Source:
|
| We are in a stable place now. I'm a little surprised; I never thought we'd get here. But I've never been able to say that I'm soo content. I count my blessings when I remember to, and I know I shouldn't take them for granted. If time could stay still and contain this calmness forever, I wouldn't have to worry about stress wrinkles in the future! That'd be nice.  But I'm not naive. Something is going to rock my world so hard. Most likely, another death of a grandparent. I think I know which one too. BUT life loves catching people off guard, so I'm a little bit scared. But the last time I saw my grandpa before he died, I knew. As I was giving him the last hug that I would ever give him, there were literal thoughts telling me that this would be the last hug ever. The last time I would see his features animated. The last time I would touch him. The memory is too close, too recent. Sometimes I wonder if I've really accepted it. I never went through that whole grieving stage. I think that concerned some people. But really, I've just accepted the fact that he's not here and I'll just see him again later. I don't believe that death correlates with permanence. I'm just hoping that the next time someone goes, I'll be just as prepared. Maybe I just got lucky last time. Maybe that was meant to prepare me for the upcoming ones that may be harder to deal with. There's no way of knowing for sure until it actually happens. Which happens to be a statement that I live by.  I no longer see the world through rose-colored glasses, yet somehow it all seems brighter. HEY maybe that means I'm doing something right for once!  | | |
| I'm a little bit embarrassed that the majority of my posts - since 2006 - have been about boys. Do I really have that little of an existence without them? Maybe I'm just waiting for the right one. Oh psh, whatever. I wrote the following last night (or this morning...whatever) after I got in a fight with my boyfriend. HAHAHA! Yep, another boy. :P The mind of a lonely soul is lost to all except those who seek it. Especially if that soul possesses humility that is detrimental to it's owner's wellbeing. Not to say that humility is wrong; too much of it is. It's unhealthy when it gets to the point that one undermines their happiness to the point of no return. As much as t's desired, people cannot fully rely on others to be the source of their sustenance. That dependence is shed with maturity. So what should a lonely soul do, especially if it's in love? It is unapproachable in its confusion. The only one who can mend it is the only one who dealt the confusion. But does the dealer even want to? Mend it, I mean. I say it's time for this dealer to step up to the plate and not back down for once. She is worth fighting for, you know. There's no mannequin that bears her face; she is as prominent as you. Forget the flaws and the scars, there's no one who will love you as much as she. Um, yeah. Wooo Franz Ferdinand :D | | |
| No need for any formality; might as well just start it off bluntly. Why me? You could have so much more, but you settle for me. I mean, I barely reach your shoulders. :) Bad joke, yeah. But really, I never figured out why. Or how. Was it like a "she's the only thing left" sorta deal? Maybe I'm just being insecure. In fact, I probably am. But none of this makes sense; I've never gotten a reason. But then again...I'm not sure why I need one. See why I'm confused? I ought to shut up and be happy and complacent about having you. But can you really blame me for being so amazed? You're so...unbelievable that it took me a good two minutes trying to just think of a word to describe you. See what I mean? Loving you makes me so dumb. It's like you've stolen the part of me that lets me think normally. My thoughts were always pretty incoherent, but you've made them absolutely insane. It's like you've opened the door of a bird cage - the birds immediately fly away and are impossible to catch. You'd probably laugh at my childlike naivety, and sometimes I really do feel like a child around you. I used to pride myself on being some independent, self-sufficient bitchy (sorry) person that could stand up for herself and even someone else if they needed me to. But now, you've got me relying completely on you. My moods revolve around what you say and what you do (I almost started tearing up when you sent me that thingy you wrote to Sam, it was that sweet). You've changed me into the type of person I've always wanted to be. You're such a good influence. Yet I'm so scared that one day I'll accidentally overwhelm you and repel you. In fact, I'm scared of that as I write this. I want to stay with you for as long as humanly possible, because you're just that astounding. I don't know what I'd do without you. I'm in love with you, Edward. | | |
| Good God. Of all days, why is it this one that I suddenly feel lonely? Are my expectations too high? Probably. But can't I at least hope for one day in which I can let them run rampant? One day. Out of all freaking 365 of them. Then again...what am I really hoping for? The fact that I can't even answer that kind of proves I'm being immature about it. Okay, fine. But still..where is everyone?? Rambling. It helps. | | |
| I miss good old simple xanga.

What to work on: Resume the personal blog posts above after their last line, writing in the same voice.

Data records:
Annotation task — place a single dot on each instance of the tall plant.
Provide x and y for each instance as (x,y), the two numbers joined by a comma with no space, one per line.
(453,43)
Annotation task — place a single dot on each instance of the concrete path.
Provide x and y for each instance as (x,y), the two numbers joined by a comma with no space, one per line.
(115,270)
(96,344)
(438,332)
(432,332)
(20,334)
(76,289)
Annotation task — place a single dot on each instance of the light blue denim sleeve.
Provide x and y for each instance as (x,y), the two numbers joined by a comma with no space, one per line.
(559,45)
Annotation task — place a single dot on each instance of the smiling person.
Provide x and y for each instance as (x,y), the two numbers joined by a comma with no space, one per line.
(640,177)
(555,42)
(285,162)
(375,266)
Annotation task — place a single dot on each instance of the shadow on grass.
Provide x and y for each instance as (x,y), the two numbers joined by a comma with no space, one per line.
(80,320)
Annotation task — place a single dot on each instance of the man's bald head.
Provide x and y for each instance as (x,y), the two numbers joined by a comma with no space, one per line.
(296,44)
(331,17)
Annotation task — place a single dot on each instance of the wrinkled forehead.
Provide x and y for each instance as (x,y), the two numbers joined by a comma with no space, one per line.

Right answer:
So, this year has been weird. I've been way too serious for my own good. My friends can tell, they're concerned. They don't really say they are, but I get a lot of, "Are you okay?"'s now. Is it that obvious? I'm not okay. I'm an honest person, yet I'm living with a lie. A huge, big, fat, lie. Is there something wrong with me? No, I don't think so. I think I'm just young. Nobody expects me to find someone I'm willing to settle down with at that age, and I don't expect that of myself either. I'm just too scared to hurt him...yeah, so I'm hurting myself instead. Doesn't seem like a fair trade, but that's how I am. I need advice, but I don't know who to go to. I'm scared of their judgements. Suffice to say, I'm a pretty scared person. HAH.